* What you have to do: Pull out each line of the entries below that contains the word "window".

* Raw data:
..........

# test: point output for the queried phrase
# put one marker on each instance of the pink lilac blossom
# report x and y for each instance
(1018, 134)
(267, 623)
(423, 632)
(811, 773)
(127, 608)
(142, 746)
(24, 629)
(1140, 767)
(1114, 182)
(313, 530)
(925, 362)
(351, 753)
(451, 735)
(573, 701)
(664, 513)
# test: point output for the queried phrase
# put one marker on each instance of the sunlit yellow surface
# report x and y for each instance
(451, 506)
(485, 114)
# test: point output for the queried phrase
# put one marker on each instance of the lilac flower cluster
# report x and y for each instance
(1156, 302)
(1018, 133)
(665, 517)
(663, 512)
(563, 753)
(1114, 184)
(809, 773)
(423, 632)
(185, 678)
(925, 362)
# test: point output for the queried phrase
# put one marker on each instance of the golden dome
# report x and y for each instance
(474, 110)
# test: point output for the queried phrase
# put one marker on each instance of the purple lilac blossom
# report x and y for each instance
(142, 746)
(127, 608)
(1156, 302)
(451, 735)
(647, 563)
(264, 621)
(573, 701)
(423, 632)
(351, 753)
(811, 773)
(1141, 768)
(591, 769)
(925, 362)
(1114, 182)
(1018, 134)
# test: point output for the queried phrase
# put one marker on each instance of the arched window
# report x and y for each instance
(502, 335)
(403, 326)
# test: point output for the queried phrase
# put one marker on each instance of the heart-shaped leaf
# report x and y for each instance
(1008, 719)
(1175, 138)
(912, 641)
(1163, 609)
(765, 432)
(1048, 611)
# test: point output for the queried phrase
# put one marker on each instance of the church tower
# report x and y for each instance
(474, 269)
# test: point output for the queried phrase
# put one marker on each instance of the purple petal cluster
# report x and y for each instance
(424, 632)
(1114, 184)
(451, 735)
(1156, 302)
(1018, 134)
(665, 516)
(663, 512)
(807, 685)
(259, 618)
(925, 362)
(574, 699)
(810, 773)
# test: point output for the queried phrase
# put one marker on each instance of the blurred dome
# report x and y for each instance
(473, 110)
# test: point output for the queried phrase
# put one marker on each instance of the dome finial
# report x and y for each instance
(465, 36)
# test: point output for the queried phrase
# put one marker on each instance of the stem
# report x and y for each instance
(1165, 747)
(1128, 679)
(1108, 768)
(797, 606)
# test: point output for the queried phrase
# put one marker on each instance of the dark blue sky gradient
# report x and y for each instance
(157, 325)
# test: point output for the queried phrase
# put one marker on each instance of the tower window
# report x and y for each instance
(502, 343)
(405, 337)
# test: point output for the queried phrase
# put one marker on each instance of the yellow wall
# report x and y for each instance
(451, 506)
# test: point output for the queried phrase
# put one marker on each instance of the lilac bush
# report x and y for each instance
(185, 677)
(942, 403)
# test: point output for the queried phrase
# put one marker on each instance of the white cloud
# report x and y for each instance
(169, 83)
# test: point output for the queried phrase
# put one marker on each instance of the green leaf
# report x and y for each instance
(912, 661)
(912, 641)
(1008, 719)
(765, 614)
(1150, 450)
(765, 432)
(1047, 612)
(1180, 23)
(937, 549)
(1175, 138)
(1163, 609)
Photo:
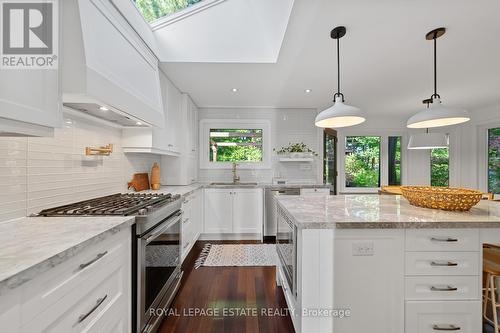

..........

* Result of the task:
# put one marker on each instance of the arched window
# put one marker on each instance of the tower window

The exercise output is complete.